BEGIN
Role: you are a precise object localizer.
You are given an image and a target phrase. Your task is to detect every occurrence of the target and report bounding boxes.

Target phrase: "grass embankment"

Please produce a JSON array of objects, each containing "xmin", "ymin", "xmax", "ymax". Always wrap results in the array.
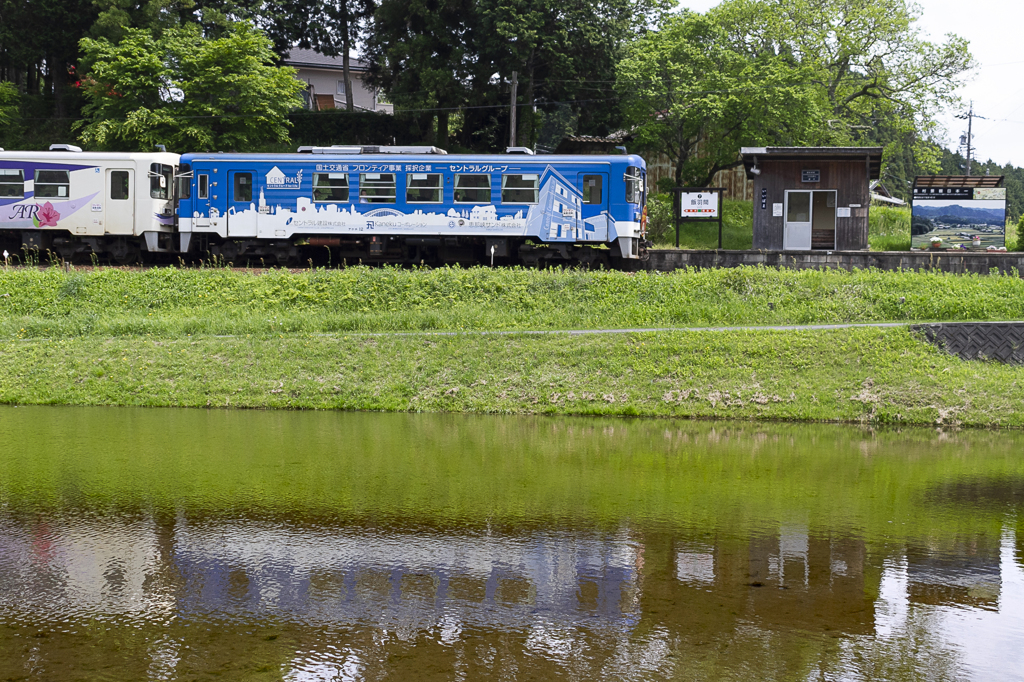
[{"xmin": 0, "ymin": 268, "xmax": 1024, "ymax": 427}]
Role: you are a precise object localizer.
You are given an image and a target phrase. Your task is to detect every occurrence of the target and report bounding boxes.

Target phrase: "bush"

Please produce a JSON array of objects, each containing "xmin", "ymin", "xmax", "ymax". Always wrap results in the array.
[{"xmin": 867, "ymin": 206, "xmax": 910, "ymax": 251}]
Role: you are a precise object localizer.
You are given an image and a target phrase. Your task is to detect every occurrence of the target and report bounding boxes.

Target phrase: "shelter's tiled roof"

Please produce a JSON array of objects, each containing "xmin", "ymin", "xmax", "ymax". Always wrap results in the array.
[{"xmin": 739, "ymin": 146, "xmax": 882, "ymax": 179}]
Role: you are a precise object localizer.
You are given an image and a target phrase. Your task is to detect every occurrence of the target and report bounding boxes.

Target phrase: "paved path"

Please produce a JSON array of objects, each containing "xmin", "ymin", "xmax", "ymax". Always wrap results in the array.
[{"xmin": 344, "ymin": 322, "xmax": 913, "ymax": 336}]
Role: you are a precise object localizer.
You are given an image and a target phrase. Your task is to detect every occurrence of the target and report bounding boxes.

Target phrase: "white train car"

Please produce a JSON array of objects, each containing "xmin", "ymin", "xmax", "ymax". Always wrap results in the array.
[{"xmin": 0, "ymin": 144, "xmax": 179, "ymax": 264}]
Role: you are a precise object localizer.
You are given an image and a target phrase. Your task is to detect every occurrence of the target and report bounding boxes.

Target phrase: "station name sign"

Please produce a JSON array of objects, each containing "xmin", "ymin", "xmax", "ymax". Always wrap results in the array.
[{"xmin": 679, "ymin": 191, "xmax": 719, "ymax": 218}]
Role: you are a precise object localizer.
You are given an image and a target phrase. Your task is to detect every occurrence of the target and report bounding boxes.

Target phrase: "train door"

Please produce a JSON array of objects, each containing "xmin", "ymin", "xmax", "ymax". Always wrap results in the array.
[
  {"xmin": 578, "ymin": 172, "xmax": 608, "ymax": 242},
  {"xmin": 100, "ymin": 168, "xmax": 136, "ymax": 235},
  {"xmin": 227, "ymin": 170, "xmax": 259, "ymax": 237},
  {"xmin": 193, "ymin": 169, "xmax": 213, "ymax": 231}
]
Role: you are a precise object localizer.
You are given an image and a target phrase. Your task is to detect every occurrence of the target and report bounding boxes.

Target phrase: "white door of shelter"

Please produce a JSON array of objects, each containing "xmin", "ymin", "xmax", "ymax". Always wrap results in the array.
[{"xmin": 782, "ymin": 189, "xmax": 811, "ymax": 251}]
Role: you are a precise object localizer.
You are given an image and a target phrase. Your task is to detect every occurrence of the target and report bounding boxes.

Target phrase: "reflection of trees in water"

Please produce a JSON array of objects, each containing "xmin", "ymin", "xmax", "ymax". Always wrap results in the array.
[{"xmin": 0, "ymin": 516, "xmax": 1017, "ymax": 680}]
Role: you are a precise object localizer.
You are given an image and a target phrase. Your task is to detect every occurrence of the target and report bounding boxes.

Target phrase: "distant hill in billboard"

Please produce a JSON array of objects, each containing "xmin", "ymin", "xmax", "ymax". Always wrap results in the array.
[{"xmin": 913, "ymin": 202, "xmax": 1006, "ymax": 225}]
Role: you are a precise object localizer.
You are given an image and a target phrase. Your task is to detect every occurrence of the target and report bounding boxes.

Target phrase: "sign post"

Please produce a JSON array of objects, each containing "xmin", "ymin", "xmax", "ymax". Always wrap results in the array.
[{"xmin": 673, "ymin": 187, "xmax": 725, "ymax": 249}]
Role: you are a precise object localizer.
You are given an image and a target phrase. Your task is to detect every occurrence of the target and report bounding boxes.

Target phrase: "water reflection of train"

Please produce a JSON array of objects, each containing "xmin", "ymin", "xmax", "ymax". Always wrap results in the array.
[
  {"xmin": 0, "ymin": 144, "xmax": 647, "ymax": 266},
  {"xmin": 0, "ymin": 518, "xmax": 643, "ymax": 631},
  {"xmin": 0, "ymin": 517, "xmax": 1005, "ymax": 634}
]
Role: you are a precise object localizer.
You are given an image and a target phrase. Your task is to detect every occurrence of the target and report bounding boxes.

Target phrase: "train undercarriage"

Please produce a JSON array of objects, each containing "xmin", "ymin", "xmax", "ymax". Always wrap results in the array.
[{"xmin": 0, "ymin": 230, "xmax": 648, "ymax": 269}]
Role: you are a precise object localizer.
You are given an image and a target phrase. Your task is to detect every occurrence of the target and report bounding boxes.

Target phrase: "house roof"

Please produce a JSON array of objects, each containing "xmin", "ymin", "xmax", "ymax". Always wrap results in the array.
[
  {"xmin": 739, "ymin": 146, "xmax": 882, "ymax": 179},
  {"xmin": 284, "ymin": 47, "xmax": 367, "ymax": 71}
]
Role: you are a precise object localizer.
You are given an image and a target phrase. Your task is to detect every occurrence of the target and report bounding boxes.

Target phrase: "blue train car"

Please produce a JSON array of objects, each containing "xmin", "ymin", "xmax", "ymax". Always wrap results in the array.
[{"xmin": 177, "ymin": 146, "xmax": 646, "ymax": 265}]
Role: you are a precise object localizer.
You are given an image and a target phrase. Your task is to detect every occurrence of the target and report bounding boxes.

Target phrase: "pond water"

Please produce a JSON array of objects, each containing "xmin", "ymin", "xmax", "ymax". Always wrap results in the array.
[{"xmin": 0, "ymin": 407, "xmax": 1024, "ymax": 680}]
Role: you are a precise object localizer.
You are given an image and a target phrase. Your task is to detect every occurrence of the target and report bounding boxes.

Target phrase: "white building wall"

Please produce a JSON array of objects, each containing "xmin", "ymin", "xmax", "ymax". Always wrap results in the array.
[{"xmin": 297, "ymin": 67, "xmax": 393, "ymax": 114}]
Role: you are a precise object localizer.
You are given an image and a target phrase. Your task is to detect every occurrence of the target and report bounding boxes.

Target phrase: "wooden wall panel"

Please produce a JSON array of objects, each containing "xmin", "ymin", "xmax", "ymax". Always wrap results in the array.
[{"xmin": 753, "ymin": 159, "xmax": 870, "ymax": 251}]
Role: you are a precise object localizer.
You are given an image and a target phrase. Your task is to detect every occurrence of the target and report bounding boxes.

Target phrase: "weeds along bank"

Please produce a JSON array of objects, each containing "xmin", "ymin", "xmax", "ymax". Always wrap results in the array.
[
  {"xmin": 0, "ymin": 268, "xmax": 1024, "ymax": 427},
  {"xmin": 6, "ymin": 328, "xmax": 1024, "ymax": 428},
  {"xmin": 0, "ymin": 261, "xmax": 1024, "ymax": 339}
]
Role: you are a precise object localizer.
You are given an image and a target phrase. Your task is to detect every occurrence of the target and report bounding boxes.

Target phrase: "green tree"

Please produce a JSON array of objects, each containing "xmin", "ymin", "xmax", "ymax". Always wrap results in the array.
[
  {"xmin": 258, "ymin": 0, "xmax": 377, "ymax": 112},
  {"xmin": 616, "ymin": 11, "xmax": 822, "ymax": 185},
  {"xmin": 0, "ymin": 81, "xmax": 20, "ymax": 128},
  {"xmin": 620, "ymin": 0, "xmax": 972, "ymax": 182},
  {"xmin": 78, "ymin": 24, "xmax": 302, "ymax": 151},
  {"xmin": 711, "ymin": 0, "xmax": 974, "ymax": 175},
  {"xmin": 475, "ymin": 0, "xmax": 670, "ymax": 145}
]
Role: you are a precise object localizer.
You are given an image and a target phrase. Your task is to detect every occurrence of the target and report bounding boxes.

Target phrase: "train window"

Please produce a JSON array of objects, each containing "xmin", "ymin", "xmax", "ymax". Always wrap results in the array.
[
  {"xmin": 0, "ymin": 168, "xmax": 25, "ymax": 197},
  {"xmin": 177, "ymin": 164, "xmax": 191, "ymax": 199},
  {"xmin": 623, "ymin": 166, "xmax": 643, "ymax": 204},
  {"xmin": 359, "ymin": 173, "xmax": 395, "ymax": 204},
  {"xmin": 232, "ymin": 173, "xmax": 253, "ymax": 202},
  {"xmin": 111, "ymin": 171, "xmax": 129, "ymax": 202},
  {"xmin": 150, "ymin": 164, "xmax": 173, "ymax": 199},
  {"xmin": 36, "ymin": 170, "xmax": 71, "ymax": 199},
  {"xmin": 455, "ymin": 175, "xmax": 490, "ymax": 204},
  {"xmin": 583, "ymin": 175, "xmax": 604, "ymax": 204},
  {"xmin": 406, "ymin": 173, "xmax": 441, "ymax": 204},
  {"xmin": 502, "ymin": 173, "xmax": 541, "ymax": 204},
  {"xmin": 313, "ymin": 173, "xmax": 348, "ymax": 202}
]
END
### SET EXERCISE
List every line of the records that contains the word "roof", with case counting.

### RESPONSE
Target phrase: "shelter's tiled roof"
Target phrase: "house roof"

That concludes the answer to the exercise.